What is needed - Images aside, return all the entries exactly.

Input records section start

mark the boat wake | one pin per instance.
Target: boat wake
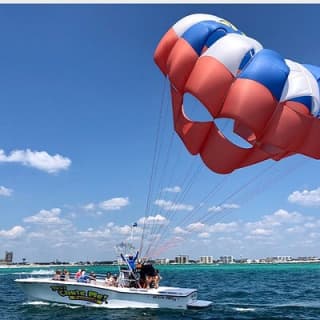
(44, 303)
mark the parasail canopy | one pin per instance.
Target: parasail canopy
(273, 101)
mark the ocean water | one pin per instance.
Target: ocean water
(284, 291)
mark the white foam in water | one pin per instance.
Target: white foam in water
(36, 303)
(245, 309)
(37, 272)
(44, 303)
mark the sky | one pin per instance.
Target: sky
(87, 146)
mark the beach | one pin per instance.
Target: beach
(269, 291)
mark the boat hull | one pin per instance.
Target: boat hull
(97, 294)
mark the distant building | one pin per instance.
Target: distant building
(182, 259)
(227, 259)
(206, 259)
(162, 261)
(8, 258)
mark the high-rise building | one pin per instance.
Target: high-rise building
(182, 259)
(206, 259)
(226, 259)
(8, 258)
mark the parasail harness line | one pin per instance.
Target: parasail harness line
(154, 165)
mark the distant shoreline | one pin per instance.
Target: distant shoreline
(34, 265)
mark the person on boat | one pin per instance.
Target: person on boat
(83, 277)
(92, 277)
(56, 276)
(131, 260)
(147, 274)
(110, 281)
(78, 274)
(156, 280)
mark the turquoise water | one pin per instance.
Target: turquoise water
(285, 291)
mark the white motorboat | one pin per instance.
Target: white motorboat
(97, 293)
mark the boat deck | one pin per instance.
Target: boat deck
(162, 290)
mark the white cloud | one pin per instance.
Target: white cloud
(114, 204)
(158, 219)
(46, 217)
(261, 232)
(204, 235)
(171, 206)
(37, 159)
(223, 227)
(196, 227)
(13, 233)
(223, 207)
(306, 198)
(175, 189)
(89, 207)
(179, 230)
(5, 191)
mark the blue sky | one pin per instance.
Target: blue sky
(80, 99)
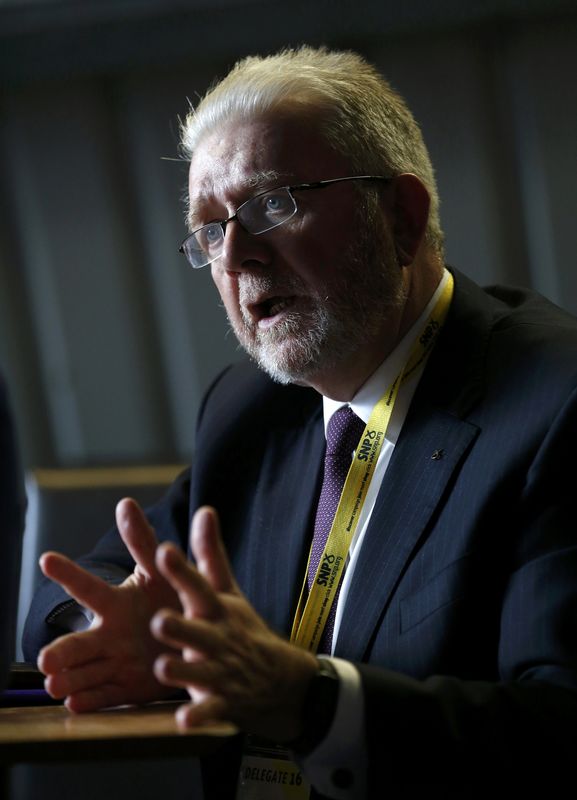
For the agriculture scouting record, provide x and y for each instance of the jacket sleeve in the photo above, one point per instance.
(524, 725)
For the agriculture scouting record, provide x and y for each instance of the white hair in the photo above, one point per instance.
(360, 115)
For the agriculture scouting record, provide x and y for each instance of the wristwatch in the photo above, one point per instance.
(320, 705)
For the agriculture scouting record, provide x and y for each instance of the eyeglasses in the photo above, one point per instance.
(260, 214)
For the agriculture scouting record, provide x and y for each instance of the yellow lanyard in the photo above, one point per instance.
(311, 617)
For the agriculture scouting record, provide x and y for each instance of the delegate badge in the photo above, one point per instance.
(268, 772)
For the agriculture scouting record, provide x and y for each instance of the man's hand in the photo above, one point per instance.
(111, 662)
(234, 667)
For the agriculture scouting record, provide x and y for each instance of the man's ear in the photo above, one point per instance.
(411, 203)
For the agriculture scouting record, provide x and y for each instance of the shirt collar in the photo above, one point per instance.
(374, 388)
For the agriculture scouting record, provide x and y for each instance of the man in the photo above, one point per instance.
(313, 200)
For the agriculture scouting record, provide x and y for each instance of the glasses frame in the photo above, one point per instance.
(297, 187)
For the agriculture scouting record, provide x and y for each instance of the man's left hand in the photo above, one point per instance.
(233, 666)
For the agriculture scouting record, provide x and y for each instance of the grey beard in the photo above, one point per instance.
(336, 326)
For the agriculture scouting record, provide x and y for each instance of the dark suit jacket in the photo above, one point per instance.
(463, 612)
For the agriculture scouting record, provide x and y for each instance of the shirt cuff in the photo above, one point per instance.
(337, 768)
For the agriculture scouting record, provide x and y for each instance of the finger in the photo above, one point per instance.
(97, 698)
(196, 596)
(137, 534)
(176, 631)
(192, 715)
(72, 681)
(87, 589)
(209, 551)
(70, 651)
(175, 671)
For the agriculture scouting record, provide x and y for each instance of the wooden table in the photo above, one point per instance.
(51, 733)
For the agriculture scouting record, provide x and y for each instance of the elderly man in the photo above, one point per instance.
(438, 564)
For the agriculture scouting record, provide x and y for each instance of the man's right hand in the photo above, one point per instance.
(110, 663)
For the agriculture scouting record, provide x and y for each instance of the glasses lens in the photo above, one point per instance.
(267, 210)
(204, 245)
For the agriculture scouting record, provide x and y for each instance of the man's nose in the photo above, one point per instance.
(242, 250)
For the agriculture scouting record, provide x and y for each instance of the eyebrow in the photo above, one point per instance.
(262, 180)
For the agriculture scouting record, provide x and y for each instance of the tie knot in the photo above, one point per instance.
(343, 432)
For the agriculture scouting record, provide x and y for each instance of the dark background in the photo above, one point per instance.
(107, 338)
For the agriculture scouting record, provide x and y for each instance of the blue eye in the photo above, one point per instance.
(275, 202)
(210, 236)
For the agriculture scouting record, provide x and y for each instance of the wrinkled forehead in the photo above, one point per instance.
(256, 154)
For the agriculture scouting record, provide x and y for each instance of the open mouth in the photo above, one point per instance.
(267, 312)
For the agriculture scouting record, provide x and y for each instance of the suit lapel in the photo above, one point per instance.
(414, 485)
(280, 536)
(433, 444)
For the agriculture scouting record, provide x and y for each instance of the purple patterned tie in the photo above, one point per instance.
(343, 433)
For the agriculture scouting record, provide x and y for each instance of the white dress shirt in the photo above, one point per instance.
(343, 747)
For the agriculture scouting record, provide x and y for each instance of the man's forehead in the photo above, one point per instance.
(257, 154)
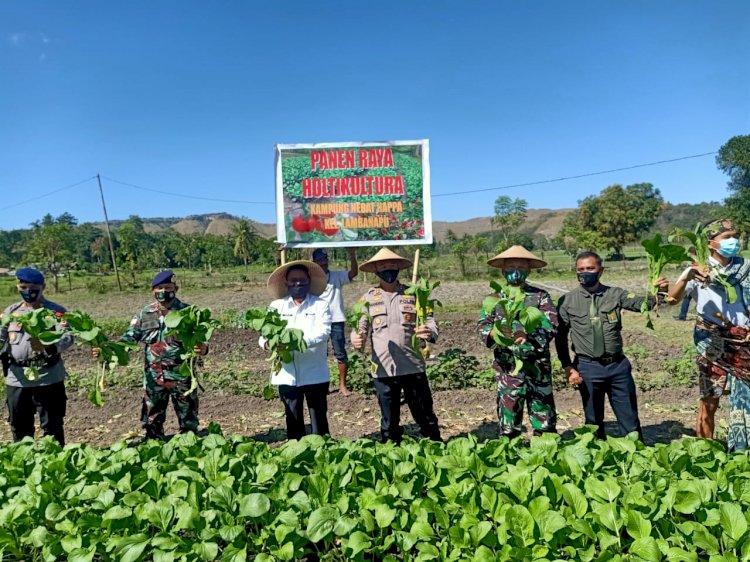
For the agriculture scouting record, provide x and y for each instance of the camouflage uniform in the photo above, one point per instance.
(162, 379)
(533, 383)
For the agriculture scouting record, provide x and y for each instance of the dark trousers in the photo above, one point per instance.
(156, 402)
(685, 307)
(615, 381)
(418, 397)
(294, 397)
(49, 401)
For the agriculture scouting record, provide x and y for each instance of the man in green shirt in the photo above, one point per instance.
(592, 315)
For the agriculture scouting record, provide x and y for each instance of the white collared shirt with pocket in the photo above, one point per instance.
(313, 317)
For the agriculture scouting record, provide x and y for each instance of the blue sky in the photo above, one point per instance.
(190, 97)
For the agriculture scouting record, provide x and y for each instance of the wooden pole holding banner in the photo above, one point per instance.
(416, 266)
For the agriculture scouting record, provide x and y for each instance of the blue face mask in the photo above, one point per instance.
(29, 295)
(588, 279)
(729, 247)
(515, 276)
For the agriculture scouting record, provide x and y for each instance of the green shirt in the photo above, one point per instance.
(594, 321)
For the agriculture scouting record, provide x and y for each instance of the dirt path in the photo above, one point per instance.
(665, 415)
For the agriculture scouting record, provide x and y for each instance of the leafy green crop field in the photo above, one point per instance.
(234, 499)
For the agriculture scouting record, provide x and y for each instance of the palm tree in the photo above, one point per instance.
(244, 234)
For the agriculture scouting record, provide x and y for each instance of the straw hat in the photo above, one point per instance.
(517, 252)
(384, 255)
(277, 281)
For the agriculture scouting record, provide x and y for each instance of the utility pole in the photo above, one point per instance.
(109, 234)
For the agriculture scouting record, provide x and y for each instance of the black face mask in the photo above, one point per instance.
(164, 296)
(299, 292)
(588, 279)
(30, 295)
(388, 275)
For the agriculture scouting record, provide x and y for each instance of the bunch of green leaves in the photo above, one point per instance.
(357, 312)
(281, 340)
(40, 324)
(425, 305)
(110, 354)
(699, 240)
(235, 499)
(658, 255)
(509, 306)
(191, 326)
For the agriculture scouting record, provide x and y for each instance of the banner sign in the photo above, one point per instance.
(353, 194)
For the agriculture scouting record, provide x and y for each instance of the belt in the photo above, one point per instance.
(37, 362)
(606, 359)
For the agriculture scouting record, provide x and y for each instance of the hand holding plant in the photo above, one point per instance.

Input records section end

Output for this exercise -
mark the boat wake | one pin per instance.
Target: boat wake
(44, 303)
mark the parasail canopy | one pin per instance.
Target: parasail canopy
(273, 101)
mark the ocean water | one pin per instance.
Target: ocean water
(284, 291)
mark the white foam in water | one pin per instance.
Target: white foam in water
(36, 303)
(245, 309)
(37, 272)
(44, 303)
mark the sky | one pin per instance.
Target: sky
(87, 146)
mark the beach | one pin per instance.
Target: beach
(269, 291)
mark the boat hull | one pin per instance.
Target: boat hull
(97, 294)
mark the distant building | one pin per instance.
Target: distant building
(182, 259)
(227, 259)
(206, 259)
(162, 261)
(8, 258)
mark the high-rise building | one pin per instance.
Target: high-rise building
(182, 259)
(206, 259)
(226, 259)
(8, 258)
mark the parasail harness line | one pin per instance.
Target: parasail harness line
(154, 165)
mark the distant shoreline | one pin per instance.
Target: distant shoreline
(34, 265)
mark the person on boat | one pin per instance.
Target: person on boat
(83, 277)
(92, 277)
(56, 276)
(131, 260)
(147, 274)
(110, 281)
(78, 274)
(156, 280)
mark the turquoise water | one pin per instance.
Target: turquoise water
(285, 291)
mark the white motorboat | one pin per instance.
Target: white motorboat
(97, 293)
mark the boat deck | one pin per instance.
Target: boat deck
(162, 290)
mark the white cloud | one pin per instance.
Target: white cloud
(114, 204)
(158, 219)
(46, 217)
(261, 232)
(204, 235)
(171, 206)
(37, 159)
(223, 227)
(196, 227)
(13, 233)
(223, 207)
(306, 198)
(175, 189)
(89, 207)
(179, 230)
(5, 191)
mark the blue sky | one pin per instance.
Target: blue sky
(80, 99)
For the agriculture scouting record, provide x and y for each instance of the jacket sleeve in the photo above, one point per instance.
(524, 725)
For the agriculture scouting record, provide x and y for each instance of the white hair in the photo above, one point per instance.
(360, 115)
For the agriculture scouting record, provide x and y for each instance of the wristwatch in the photo above, one point per instance.
(320, 705)
For the agriculture scouting record, provide x and y for each instance of the eyeglasses in the photo above, one point per instance.
(260, 214)
For the agriculture scouting record, provide x and y for each instance of the yellow lanyard in the photo above, one point per instance.
(311, 617)
For the agriculture scouting record, provide x and y for each instance of the delegate badge in the photo above, one point per instance.
(268, 772)
For the agriculture scouting record, provide x and y for each instance of the man's hand in the photo above, one point per instance.
(111, 662)
(234, 667)
For the agriculture scouting record, provide x and y for each instance of the man's ear in the photo above, one point per instance.
(411, 203)
For the agriculture scouting record, provide x and y for each instance of the shirt collar in the photo above, one point per instance.
(374, 388)
For the agriculture scouting record, provide x and y for each instance of the man in the photo above, one point per instance.
(313, 200)
For the agriculture scouting record, provide x and y for each instance of the glasses frame in the photo above, one point per instance.
(297, 187)
For the agriculture scouting record, provide x and y for each instance of the man's left hand in the photo above, one point per instance.
(233, 666)
For the agriculture scouting record, provide x and y for each instance of the grey beard in the photo above, one point per instance.
(336, 326)
For the agriculture scouting record, provide x and y for each instance of the dark suit jacket in the photo above, one point per instance.
(463, 612)
For the agriculture scouting record, provide x and y for each instance of the shirt cuff in the photo above, one point per instance.
(337, 768)
For the agriculture scouting record, provide x and y for each instance of the finger in the photo above, one point per instance.
(97, 698)
(196, 596)
(137, 534)
(176, 631)
(192, 715)
(72, 681)
(87, 589)
(209, 551)
(70, 651)
(175, 671)
For the agriculture scouting record, provide x and y for each instance of the wooden table in the photo above, one point per instance.
(51, 733)
For the agriculture scouting record, provide x and y for each instance of the elderly man in the photo above, one point per instance.
(438, 564)
For the agriculture scouting record, provide x and y for each instance of the man's right hand in the photo above, one point per instance.
(110, 663)
For the agriculture scouting record, provide x and y for each instance of the glasses lens in the photo above, one point per instance.
(267, 210)
(204, 245)
For the agriculture scouting record, provide x and y for each instance of the man's nose in the photo above, one point per instance.
(242, 250)
For the agriculture scouting record, provide x and y for each instance of the eyebrow in the photo above, one point per instance.
(262, 180)
For the agriculture scouting record, provide x and y for each instance of the tie knot in the photo above, one point per instance.
(343, 432)
For the agriculture scouting record, provide x and y for each instance of the dark background in the photo above, one point per instance.
(107, 338)
For the agriculture scouting record, provide x and y for each instance of the blue eye in the photo above, one point per instance.
(275, 202)
(210, 236)
For the agriculture scouting record, provide x and y for each instance of the wrinkled forehead in the photo above, one point per instance.
(256, 154)
For the agriculture scouting record, provide x and y for each instance of the open mouth in the photo above, one point per instance.
(267, 312)
For the agriculture scouting record, provide x and y for each instance of the suit lapel in the photo above, one point per instance.
(414, 485)
(280, 536)
(433, 444)
For the agriculture scouting record, provide x and y for each instance of the purple patterned tie in the photo above, one point per instance.
(343, 433)
For the agriculture scouting record, provide x and y for each instance of the white dress shirt in the photo above, one point per instance.
(343, 747)
For the agriculture scouting record, provide x and y for each instance of the man's forehead in the photo above, one point per instance.
(257, 154)
For the agriculture scouting record, provide x and y for each instance of the camouflage uniform in the photo above, one point per instance.
(162, 379)
(533, 383)
For the agriculture scouting record, provide x and y for each instance of the dark trousers in the photo above, one point per instance.
(156, 402)
(685, 307)
(615, 381)
(418, 397)
(294, 397)
(49, 401)
For the agriculture scouting record, provide x and y for each instance of the man in green shirt in the photo above, one point per instance.
(592, 315)
For the agriculture scouting record, provide x and y for each instance of the white collared shirt with pocket in the photo above, one point per instance.
(313, 317)
For the agriculture scouting record, provide x and y for each instance of the blue sky in the photo above, one point per instance.
(190, 97)
For the agriculture scouting record, provide x and y for each instance of the wooden pole holding banner in the photo above, one point per instance.
(416, 266)
For the agriculture scouting record, provide x and y for each instance of the blue face mask in the photo above, one point per instance.
(29, 295)
(588, 279)
(729, 247)
(515, 276)
For the agriculture scouting record, provide x and y for each instance of the green shirt in the photo above, one point per instance.
(594, 321)
For the agriculture scouting record, provide x and y for each instance of the dirt path in the photo above, one point per instance.
(665, 415)
For the agriculture scouting record, provide x and y for each instance of the leafy green crop field in the photo above, one point per instance.
(234, 499)
For the agriculture scouting record, provide x and y for each instance of the palm tree in the photo above, one point per instance.
(244, 234)
For the agriculture scouting record, provide x and y for each instance of the straw hat in the photo above, one point per instance.
(517, 252)
(384, 255)
(277, 281)
For the agriculture scouting record, provide x and y for each instance of the utility pole in the photo above, one point per instance.
(109, 234)
For the agriculture scouting record, provide x and y for each instance of the black face mask in the photo above, one point per instance.
(164, 296)
(299, 292)
(588, 279)
(30, 295)
(388, 275)
For the agriculture scouting record, provide x and y for each instance of the bunch of green leaves in the photo above, one point per instance.
(357, 312)
(281, 340)
(40, 324)
(425, 305)
(110, 354)
(699, 240)
(235, 499)
(658, 255)
(509, 306)
(191, 326)
For the agriculture scouting record, provide x and y for each instance of the banner sign in the photo above, one point per instance.
(353, 194)
For the agriculture scouting record, provide x and y for each instance of the belt in the photo above, one point per instance.
(37, 362)
(606, 359)
For the agriculture scouting record, provide x and y for each instance of the hand holding plant in the photo above, one point per instance.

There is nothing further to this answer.